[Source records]
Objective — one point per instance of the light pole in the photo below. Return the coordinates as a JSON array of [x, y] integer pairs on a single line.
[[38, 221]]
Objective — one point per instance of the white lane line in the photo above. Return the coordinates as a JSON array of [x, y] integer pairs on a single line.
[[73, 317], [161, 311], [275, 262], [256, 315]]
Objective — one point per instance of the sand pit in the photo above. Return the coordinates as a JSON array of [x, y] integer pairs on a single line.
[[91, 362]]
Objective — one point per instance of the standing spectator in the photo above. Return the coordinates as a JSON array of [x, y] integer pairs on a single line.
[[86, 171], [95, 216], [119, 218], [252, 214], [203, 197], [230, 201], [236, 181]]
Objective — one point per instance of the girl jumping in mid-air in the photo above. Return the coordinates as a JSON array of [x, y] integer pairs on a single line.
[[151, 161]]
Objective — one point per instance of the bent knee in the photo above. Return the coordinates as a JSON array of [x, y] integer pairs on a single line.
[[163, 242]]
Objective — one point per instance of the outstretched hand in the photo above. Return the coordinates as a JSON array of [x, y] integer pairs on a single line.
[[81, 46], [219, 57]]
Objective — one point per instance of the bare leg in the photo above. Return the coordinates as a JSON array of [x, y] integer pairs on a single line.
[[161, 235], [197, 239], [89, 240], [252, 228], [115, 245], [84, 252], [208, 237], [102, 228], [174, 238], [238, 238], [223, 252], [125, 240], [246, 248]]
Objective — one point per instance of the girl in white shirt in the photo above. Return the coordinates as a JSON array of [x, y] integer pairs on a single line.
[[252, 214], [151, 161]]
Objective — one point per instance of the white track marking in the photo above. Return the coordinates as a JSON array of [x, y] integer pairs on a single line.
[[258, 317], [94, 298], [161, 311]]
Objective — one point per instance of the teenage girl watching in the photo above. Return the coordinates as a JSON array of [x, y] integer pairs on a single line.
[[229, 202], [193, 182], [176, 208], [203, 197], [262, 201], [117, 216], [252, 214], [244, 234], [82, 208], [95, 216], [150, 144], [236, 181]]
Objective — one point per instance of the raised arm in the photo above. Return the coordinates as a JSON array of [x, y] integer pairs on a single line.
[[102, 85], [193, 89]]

» **Direction**
Please write out, character for character, the lines between the one holding "Objective — one point per instance of the girl jumping" and the one holding "[[252, 214], [151, 161]]", inclusive.

» **Final answer**
Objective — one point per instance of the girl jumping in mid-air in the photo above. Return the coordinates as a JSON array of [x, y] integer pairs on a single line.
[[151, 161]]
Objective — one point per instance of the bent knee in the photo above. Return the coordinates as a JSON array of [x, y] integer pairs on a single line.
[[163, 242]]
Objective — one point per instance of the outstretched hand in the photo above. Return the coordinates as a JSON array of [x, y] integer pairs on a single line.
[[81, 46], [219, 57]]
Objective — one point per instance of the bare leg in the photo above. Return the coordinates as a JSON array of [x, y] integer pairs on a single line.
[[161, 235], [197, 239], [89, 240], [252, 228], [115, 245], [84, 252], [208, 237], [102, 228], [174, 238], [238, 238], [223, 252], [125, 240], [246, 248]]
Objective — one point per instance of the girl in white shirt in the photo above. Return the coordinates as a JSON array of [x, y] integer pairs on a single line.
[[252, 214], [151, 161]]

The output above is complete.